--- ROWS ---
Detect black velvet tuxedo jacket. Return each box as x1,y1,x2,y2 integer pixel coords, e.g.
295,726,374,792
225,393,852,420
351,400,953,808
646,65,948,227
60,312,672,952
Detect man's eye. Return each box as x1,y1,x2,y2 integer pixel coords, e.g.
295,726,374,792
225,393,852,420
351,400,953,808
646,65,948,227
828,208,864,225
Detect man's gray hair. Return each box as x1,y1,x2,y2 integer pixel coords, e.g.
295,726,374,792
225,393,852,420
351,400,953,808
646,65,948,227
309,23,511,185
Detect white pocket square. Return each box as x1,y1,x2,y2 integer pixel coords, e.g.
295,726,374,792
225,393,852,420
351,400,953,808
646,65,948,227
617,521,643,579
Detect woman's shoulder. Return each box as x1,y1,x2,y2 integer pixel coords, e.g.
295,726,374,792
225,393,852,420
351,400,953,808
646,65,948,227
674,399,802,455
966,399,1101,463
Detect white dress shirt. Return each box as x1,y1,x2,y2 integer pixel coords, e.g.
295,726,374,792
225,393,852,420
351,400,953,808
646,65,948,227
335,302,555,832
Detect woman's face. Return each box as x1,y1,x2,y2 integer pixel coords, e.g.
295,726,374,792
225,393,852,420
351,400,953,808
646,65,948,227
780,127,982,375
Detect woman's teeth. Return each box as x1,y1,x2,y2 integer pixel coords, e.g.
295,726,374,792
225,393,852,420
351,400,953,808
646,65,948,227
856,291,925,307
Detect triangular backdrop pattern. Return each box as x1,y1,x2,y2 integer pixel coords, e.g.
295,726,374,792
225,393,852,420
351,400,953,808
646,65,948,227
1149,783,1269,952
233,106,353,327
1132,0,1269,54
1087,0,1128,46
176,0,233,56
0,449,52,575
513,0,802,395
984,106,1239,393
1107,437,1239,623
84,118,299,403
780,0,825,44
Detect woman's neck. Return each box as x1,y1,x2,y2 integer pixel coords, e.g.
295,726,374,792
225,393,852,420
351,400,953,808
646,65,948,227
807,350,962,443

--- TASK TO CARRY OUT ---
Reproduce every one of the rows above verbatim, from first to last.

--- FINAL RESULT ---
Detect black velvet tuxedo jacket. Return each box as x1,y1,x2,y2 integer pixel coords, e.g.
295,726,374,792
225,393,852,420
351,400,953,808
646,65,948,227
60,312,672,952
Detect man's eye. Return each box as x1,y1,x2,y2 integer pixel coords, e.g.
295,726,374,792
225,393,852,420
351,400,953,808
646,65,948,227
828,208,864,225
Detect man's gray hair. Return each box as x1,y1,x2,y2 integer pixel coords, e.g.
295,726,374,792
225,393,852,420
351,400,953,808
646,65,948,227
309,23,511,185
Detect white pocket square. Return each box as x1,y1,x2,y2 integer pixel coords, e.g.
295,726,374,792
225,393,852,420
351,400,953,808
646,65,948,227
617,521,643,579
Detect woman's shoulder. Return each box as x1,y1,x2,y2 integer pixel coords, e.g.
295,726,374,792
225,393,852,420
351,400,953,808
646,65,948,227
674,399,802,455
966,399,1101,463
Detect white dress shirt. Return each box as x1,y1,x2,y2 integer pixel coords, e.g.
295,726,374,792
225,393,852,420
351,400,953,808
646,65,948,227
335,302,555,832
Detect woman's face. Return each box as x1,y1,x2,y2 integer pixel coords, e.g.
295,726,374,792
225,393,852,420
351,400,953,808
646,65,948,227
780,127,982,375
Detect woman's teeth. Return each box as x1,y1,x2,y2 integer pixel coords, e.g.
295,726,374,792
225,393,852,420
351,400,953,808
646,65,948,227
856,291,925,307
Detect triangular backdrop pattern. Return each box as x1,y1,x2,y2 integer pixel coords, e.g.
295,726,374,792
225,393,852,420
351,400,953,808
646,65,948,227
1149,783,1269,952
233,106,353,327
1132,0,1269,54
1087,0,1128,46
176,0,233,56
0,449,52,575
513,0,802,395
984,106,1239,393
1107,437,1239,623
84,118,299,403
780,0,825,44
Detect woman's neck. Return each box as x1,y1,x2,y2 integer pixel coords, e.g.
295,726,374,792
225,393,852,420
351,400,953,808
646,65,948,227
807,350,962,443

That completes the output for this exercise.